### [Goal of the exercise]
Carry on the review of Broods' album "Don't Feed The Pop Monster," starting right after its final sentence, and leave the listing aside.

Vocalist Georgia Nott is dressed in silk in a Marilyn Monroe-esque wig, sitting atop a shag carpet next to her pornstache-wearing producer.
Instead of honing in on a specific sound and era, Broods takes a shotgun blast approach, borrowing from the past in their recent and pretty messy album, “Don’t Feed The Pop Monster.”
In 2014, Broods released their debut album “Evergreen,” a record of its time that sat among minimal pop acts like Lorde. Light and airy, “Evergreen” sounds how the title suggests. In the album, Georgia had a breathy voice that was cushioned beautifully by her collaborator and brother Caleb Nott’s instrumentation.
2016 saw the release of “Conscious,” Brood’s sophomore album which served as a darker and dancier version of their first effort. Though it slightly deviated from their established sound, it was successful in its intention and execution.
Funny enough, “The Pop Monster’s” lack of sonic cohesion is recognized (perhaps knowingly) in the opening track “Sucker”. “I’m just a sucker for everything,” sings Georgia. “Oh the fashion never lasts / Phasing in and out so fast.” The song is catchy, like something you’d hear after the credits roll in an ‘80s movie.
Musical fashions phase in and out from song to song, with “Peach,” featuring an up-pitched vocal sample that exists only in chart-chasing pop songs of yesteryear. It sounds dated — not in a ‘70s or throwback type of way — but in an “I bought this Forever 21 shirt a year ago and the tagline isn’t hip anymore” type of way.
Speaking of shopping mall retail stores, “Falling Apart” features a synth blip that makes the song sound like something played in a department store in the late ‘90s. Match that with a vocoder and an addicting melody, the listener is finally left with a song that is genuinely good.
“Dust” sounds freakishly like Wolf Alice, another modern-day rock act that relies heavily on ‘90s grunge influences. Just like the previous track, this one manages to pull it off – barely. And in case listeners haven’t noticed, Broods has now referenced four different decades of music on one album.
“Too Proud” is barely worth mentioning. Caleb’s vocals are grating and yet another example of a music duo walking into the pitfall of letting the producer sing.
Near the end of the album, things pick up, but in an exceedingly confusing way. “Old Dog” has a catchy vocal sample and fun instrumentation, but it sounds more like Santigold or Phantogram than it does like Broods.

### [Available data]
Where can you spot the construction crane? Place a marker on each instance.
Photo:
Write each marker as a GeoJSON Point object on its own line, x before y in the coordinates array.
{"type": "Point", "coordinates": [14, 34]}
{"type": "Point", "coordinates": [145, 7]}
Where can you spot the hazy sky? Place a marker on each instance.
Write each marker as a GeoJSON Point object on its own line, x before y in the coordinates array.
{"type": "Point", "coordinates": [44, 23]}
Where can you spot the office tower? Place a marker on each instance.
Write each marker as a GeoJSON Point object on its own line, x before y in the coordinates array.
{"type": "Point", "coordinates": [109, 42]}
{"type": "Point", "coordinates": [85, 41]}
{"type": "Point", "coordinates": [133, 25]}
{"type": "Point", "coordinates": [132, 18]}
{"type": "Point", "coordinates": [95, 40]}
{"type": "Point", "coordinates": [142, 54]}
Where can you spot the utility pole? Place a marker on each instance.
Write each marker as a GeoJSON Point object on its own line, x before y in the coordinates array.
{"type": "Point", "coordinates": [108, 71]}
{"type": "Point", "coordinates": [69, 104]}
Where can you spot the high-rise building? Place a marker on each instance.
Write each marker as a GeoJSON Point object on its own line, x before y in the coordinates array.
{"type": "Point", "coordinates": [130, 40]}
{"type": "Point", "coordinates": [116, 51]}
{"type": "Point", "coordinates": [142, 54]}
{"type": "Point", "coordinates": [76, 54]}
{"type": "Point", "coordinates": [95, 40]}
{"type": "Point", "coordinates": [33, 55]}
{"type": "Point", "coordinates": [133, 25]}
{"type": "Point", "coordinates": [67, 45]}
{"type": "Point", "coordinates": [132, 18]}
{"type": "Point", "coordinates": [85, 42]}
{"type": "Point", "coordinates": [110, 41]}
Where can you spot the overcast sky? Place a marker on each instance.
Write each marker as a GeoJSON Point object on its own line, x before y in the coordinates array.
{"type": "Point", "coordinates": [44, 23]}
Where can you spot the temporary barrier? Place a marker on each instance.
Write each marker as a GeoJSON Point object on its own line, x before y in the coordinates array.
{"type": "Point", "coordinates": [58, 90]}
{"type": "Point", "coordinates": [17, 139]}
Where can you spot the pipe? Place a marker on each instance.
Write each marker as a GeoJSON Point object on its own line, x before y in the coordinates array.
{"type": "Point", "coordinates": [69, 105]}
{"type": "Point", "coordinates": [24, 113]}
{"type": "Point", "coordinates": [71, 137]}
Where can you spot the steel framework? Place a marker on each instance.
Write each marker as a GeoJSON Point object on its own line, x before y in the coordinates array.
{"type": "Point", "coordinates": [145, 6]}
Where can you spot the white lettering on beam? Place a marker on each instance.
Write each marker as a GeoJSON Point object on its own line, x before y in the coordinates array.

### [Response]
The confusion continues (now in a good way) on “Hospitalized,” with choppy and manically- delivered vocal runs. If a music video were to exist for this song, it would surely be of a hospital patient tearing around a clinic in a gurney, strobe lights blaring.
Georgia’s songwriting sees more strength on “Everything Goes (Wow).” Like a soothing morning sunrise, Georgia sings, “We’re all on our way / To that world beyond our days / If we walk in the sun / We’ll have peace when it’s done.”
A dancy piano is strewn throughout, reminiscent of a late 2000s Sara Bareilles track. With previous tracks that touch on feelings of hopelessness and distraction, this song is like the light at the end of the tunnel.
The closing track, “Life After,” features an extremely heavy, crunchy bass that serves as an anchor, pulling the listener down and away from the crystalline keys and synths above the surface. “Where the sea always feels warm all the way down / There’s no days, no weeks, no months, no years to go wrong.”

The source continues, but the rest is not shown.